Texto suministrado:
──────────────────────────────

Según Stanislaw Lem, uno de los padres de la ciencia ficción moderna, “cuanto más alta es la civilización, más esencial resulta mantener la circulación de las informaciones; tanto más sensible es [la civilización] a cada perturbación de dicha circulación”. En nuestros días, las redes sociales no sólo reflejan ese aumento de la información y de los flujos de subjetividad que representa la opinión pública, sino también las perturbaciones y las distorsiones significativas de la lengua. Un ejemplo sencillo y directo está en el vaciamiento conceptual que en las redes se ha hecho de la palabra “amigo” que, desde lo racional y emocional, es aquel que se reconoce en el otro y de quien es cómplice afectivo independientemente de que piense o no igual, comparta o no creencias religiosas o políticas o sea o no de la misma raza, etnia o clase social. Tal sentimiento es fruto de la conciencia de humanidad que alimenta el acto de pensar, pero a menor capacidad de pensar más visceral y subjetiva se vuelve la conducta, menor es el espacio para el conocimiento y más reducido el alcance de la política como vehículo de bien común. Igualmente, más vulnerable es el individuo a las manipulaciones del poder o de quienes lideran las minorías marginales donde se refugia. En ese campo de dominio de lo subjetivo, cualquier recurso destructivo se vuelve válido y justifica las conductas intolerantes tanto de quienes se enrolan con el poder como de aquellos que dicen reivindicar una sociedad más justa e igualitaria.

──────────────────────────────

Ejercicio:
Devuelve completo el texto sobre las redes sociales y la palabra «amigo», sin cambiar una sola palabra ni signo.

──────────────────────────────

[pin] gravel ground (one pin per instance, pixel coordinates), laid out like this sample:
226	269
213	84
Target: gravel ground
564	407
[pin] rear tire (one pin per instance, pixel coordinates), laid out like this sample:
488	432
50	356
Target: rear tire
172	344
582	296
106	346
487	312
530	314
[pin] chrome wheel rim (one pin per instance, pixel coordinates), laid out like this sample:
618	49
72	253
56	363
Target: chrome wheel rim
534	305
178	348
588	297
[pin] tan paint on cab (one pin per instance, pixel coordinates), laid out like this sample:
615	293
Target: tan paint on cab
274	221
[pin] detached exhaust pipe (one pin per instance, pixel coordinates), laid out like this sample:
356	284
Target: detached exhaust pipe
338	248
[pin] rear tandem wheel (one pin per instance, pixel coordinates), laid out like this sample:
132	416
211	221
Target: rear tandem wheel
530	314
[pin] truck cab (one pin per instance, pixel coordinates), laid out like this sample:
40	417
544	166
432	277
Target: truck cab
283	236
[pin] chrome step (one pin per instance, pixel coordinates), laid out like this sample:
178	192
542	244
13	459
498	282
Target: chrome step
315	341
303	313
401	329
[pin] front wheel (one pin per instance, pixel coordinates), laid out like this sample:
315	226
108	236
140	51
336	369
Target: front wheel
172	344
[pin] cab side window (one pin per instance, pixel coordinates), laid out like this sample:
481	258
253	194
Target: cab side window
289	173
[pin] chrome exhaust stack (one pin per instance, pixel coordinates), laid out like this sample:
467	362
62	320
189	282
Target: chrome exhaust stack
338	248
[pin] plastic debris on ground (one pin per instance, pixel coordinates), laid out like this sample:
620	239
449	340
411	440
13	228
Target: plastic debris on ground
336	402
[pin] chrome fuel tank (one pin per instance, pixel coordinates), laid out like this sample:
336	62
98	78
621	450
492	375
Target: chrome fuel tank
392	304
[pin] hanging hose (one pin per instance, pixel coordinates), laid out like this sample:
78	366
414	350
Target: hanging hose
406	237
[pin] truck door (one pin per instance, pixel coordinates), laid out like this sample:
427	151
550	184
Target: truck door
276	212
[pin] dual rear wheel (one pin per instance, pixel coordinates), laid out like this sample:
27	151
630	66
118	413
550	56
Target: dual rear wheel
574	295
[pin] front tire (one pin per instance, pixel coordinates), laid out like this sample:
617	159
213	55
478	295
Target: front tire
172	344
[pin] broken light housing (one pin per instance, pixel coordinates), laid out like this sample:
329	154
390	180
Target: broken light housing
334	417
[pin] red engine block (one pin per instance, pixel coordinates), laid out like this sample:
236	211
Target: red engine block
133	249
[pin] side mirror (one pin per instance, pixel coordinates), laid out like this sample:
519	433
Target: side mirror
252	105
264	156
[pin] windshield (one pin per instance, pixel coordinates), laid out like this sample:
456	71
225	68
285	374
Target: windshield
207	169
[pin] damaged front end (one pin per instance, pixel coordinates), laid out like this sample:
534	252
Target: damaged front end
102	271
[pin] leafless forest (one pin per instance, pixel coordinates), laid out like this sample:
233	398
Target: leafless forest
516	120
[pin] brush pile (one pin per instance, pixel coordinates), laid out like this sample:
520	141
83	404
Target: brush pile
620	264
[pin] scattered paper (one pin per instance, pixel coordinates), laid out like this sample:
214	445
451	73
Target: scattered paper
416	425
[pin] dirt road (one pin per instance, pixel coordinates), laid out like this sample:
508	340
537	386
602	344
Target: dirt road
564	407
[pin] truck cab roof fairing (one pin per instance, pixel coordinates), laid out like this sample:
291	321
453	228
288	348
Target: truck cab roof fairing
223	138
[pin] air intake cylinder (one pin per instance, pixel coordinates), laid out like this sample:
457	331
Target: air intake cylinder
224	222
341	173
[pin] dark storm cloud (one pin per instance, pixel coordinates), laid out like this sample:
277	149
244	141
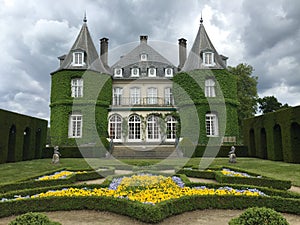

──────────────────────────────

Respuesta:
Según Stanislaw Lem, uno de los padres de la ciencia ficción moderna, “cuanto más alta es la civilización, más esencial resulta mantener la circulación de las informaciones; tanto más sensible es [la civilización] a cada perturbación de dicha circulación”. En nuestros días, las redes sociales no sólo reflejan ese aumento de la información y de los flujos de subjetividad que representa la opinión pública, sino también las perturbaciones y las distorsiones significativas de la lengua. Un ejemplo sencillo y directo está en el vaciamiento conceptual que en las redes se ha hecho de la palabra “amigo” que, desde lo racional y emocional, es aquel que se reconoce en el otro y de quien es cómplice afectivo independientemente de que piense o no igual, comparta o no creencias religiosas o políticas o sea o no de la misma raza, etnia o clase social. Tal sentimiento es fruto de la conciencia de humanidad que alimenta el acto de pensar, pero a menor capacidad de pensar más visceral y subjetiva se vuelve la conducta, menor es el espacio para el conocimiento y más reducido el alcance de la política como vehículo de bien común. Igualmente, más vulnerable es el individuo a las manipulaciones del poder o de quienes lideran las minorías marginales donde se refugia. En ese campo de dominio de lo subjetivo, cualquier recurso destructivo se vuelve válido y justifica las conductas intolerantes tanto de quienes se enrolan con el poder como de aquellos que dicen reivindicar una sociedad más justa e igualitaria.